Global freight volumes show signs of having bottomed out in the first quarter, signalling the industrial cycle may be near its trough, which could provide some support to oil prices later in 2023.
Global freight volumes fell 1.1% during the first three months of 2023 compared with a year earlier, according to the Netherlands Bureau of Economic Policy Analysis ('World trade monitor', CPB, 25 May).
But volumes were up by 0.2% in March compared with the prior year, after declining 2.5% in February and 1.2% in January, providing tentative signs the cyclical trough may have been reached.
Singapore’s maritime container throughput climbed to a record 3.26 million twenty-foot equivalent units (TEUs) in April and was 7% higher than a year ago.
At London’s Heathrow airport, cargo was still down 7% in the three months from February to April compared with a year earlier, but that was a much smaller decline than the 14% in October to December.
At Narita in Japan, air freight was down 22% in the three months from January to March, but that was a smaller decline than the 26% between November and January.
In the United States, there were fewer signs the manufacturing and freight cycle was nearing its trough, which given the size and centrality of the country in the world economy makes the outlook less clear.
US railroads hauled 3.1 million shipping containers in the first three months of 2023 compared with 3.4 million in the same period in 2022.
US trucking firms reported activity levels were down by less than 1% in the first three months of 2023 but there was a noticeably weak end to the quarter with a decline of 5% in March.
At the nine largest U.S. container ports, the number of shipping containers handled was down 16% in April and 17% for the first four months of 2023 compared with the prior year.
Reflecting steadier demand, the cost of containerised ocean shipping has been stable since the middle of March after declining almost continuously for a year, according to the Freightos Baltic Exchange global container index.
Reaching The Trough?
Over the last year, global freight has been hit by excess inventories held all along the supply chain as consumer and business spending has reverted from merchandise to services after the pandemic.
Persistent inflation, rising interest rates and increased fears about an impending recession have also encouraged households and firms to be more cautious about spending.
The most recent data, albeit covering a small number of transport hubs, shows freight volumes may have stabilised or improved at the very end of the first quarter and into the start of the second.
A trough in manufacturing and freight activity would in turn help stabilise consumption of diesel and other distillate fuel oils across the major economies, providing some support to oil prices.
Lower prices for crude, gas and electricity compared with the middle of 2022 should ease some pressure on consumers’ spending power and business investment, supporting a gradual recovery.
But the rebound in China after the coronavirus pandemic has been more muted than expected at the start of 2023, which has sapped some of the momentum from the global economy.
Business inventories remain high across North America and Europe and the delayed impact of interest rate rises, tighter credit conditions and rising unemployment will continue to squeeze households and firms for at least the next six months.
If this is to be a turning point for freight markets, inflation must subside soon to avert pressure for much higher interest rates and another downward lurch in industrial demand.

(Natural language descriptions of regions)
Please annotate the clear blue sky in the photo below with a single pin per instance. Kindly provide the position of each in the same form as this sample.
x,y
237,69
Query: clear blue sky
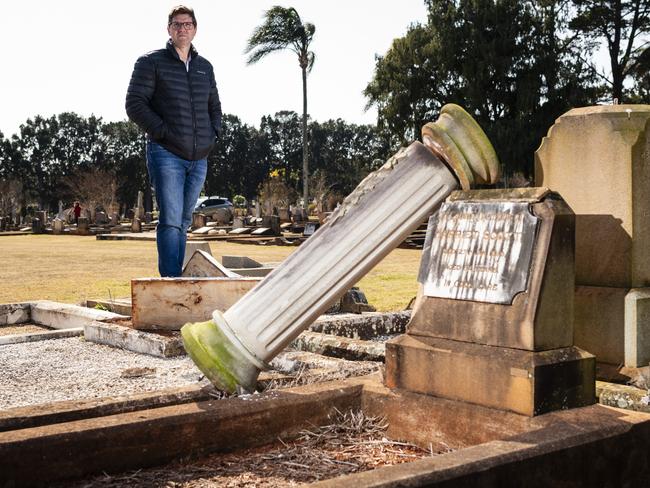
x,y
73,55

* **ASSIGNED TASK**: Say whether each statement agrees with the article on global freight, answering yes or no and quoting the deciding words from the article. (a) Singapore's maritime container throughput in April was 7% higher than a year earlier. (b) US railroads hauled more shipping containers in the first three months of 2023 than in the same period of 2022. (c) Cargo at Heathrow fell more steeply from February to April than from October to December.

* **SOLUTION FOR THIS EXERCISE**:
(a) Yes: "was 7% higher than a year ago."
(b) No: "US railroads hauled 3.1 million shipping containers in the first three months of 2023 compared with 3.4 million in the same period in 2022."
(c) No: "that was a much smaller decline than the 14% in October to December."